• [REQUIREMENT] Can you find every line in the listing below that contains the string "shirt" and copy each of those lines?

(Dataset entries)
§
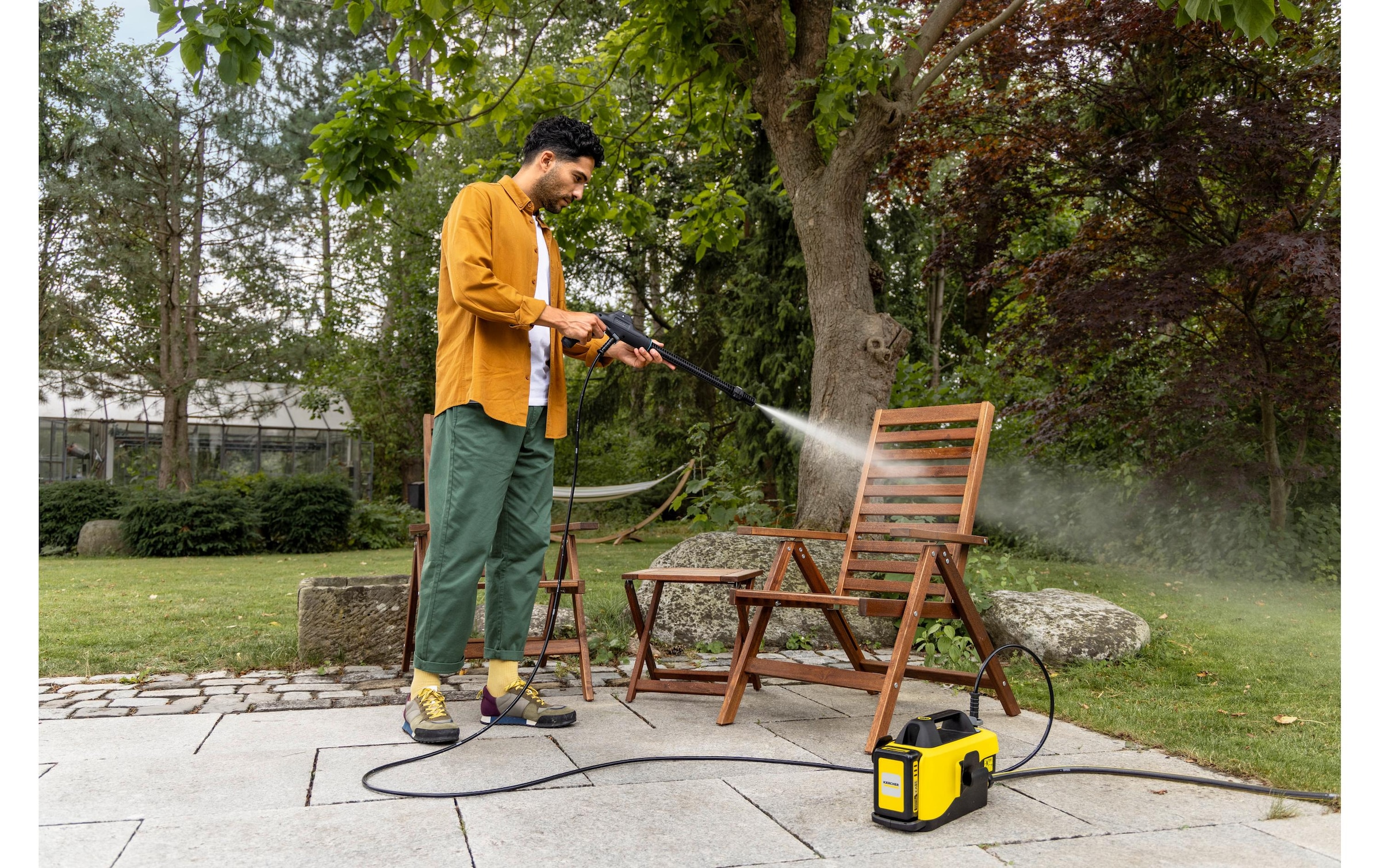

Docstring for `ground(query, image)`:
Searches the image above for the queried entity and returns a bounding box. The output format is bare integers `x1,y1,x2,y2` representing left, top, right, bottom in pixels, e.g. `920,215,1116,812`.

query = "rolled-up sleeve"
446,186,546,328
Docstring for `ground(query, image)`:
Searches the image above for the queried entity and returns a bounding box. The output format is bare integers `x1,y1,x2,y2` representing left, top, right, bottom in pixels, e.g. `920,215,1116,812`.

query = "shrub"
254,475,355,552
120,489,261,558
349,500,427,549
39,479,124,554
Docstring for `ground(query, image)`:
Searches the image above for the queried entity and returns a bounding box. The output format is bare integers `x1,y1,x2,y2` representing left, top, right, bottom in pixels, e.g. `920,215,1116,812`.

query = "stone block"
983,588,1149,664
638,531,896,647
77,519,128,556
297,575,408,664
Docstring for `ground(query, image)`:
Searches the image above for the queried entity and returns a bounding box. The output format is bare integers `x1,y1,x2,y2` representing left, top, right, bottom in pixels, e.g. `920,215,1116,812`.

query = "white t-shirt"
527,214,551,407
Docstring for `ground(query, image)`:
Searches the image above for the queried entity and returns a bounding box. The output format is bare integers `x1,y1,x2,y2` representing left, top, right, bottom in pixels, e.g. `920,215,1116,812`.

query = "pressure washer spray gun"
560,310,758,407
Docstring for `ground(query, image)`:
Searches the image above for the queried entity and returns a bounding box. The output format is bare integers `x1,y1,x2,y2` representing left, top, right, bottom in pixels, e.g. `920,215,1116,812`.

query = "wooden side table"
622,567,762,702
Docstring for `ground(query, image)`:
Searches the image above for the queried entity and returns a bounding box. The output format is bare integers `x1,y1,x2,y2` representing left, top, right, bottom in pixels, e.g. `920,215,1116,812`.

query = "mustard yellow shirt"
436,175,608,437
§
• [THE COMPLETED TASK]
query = "white t-shirt"
query = "mustard yellow shirt"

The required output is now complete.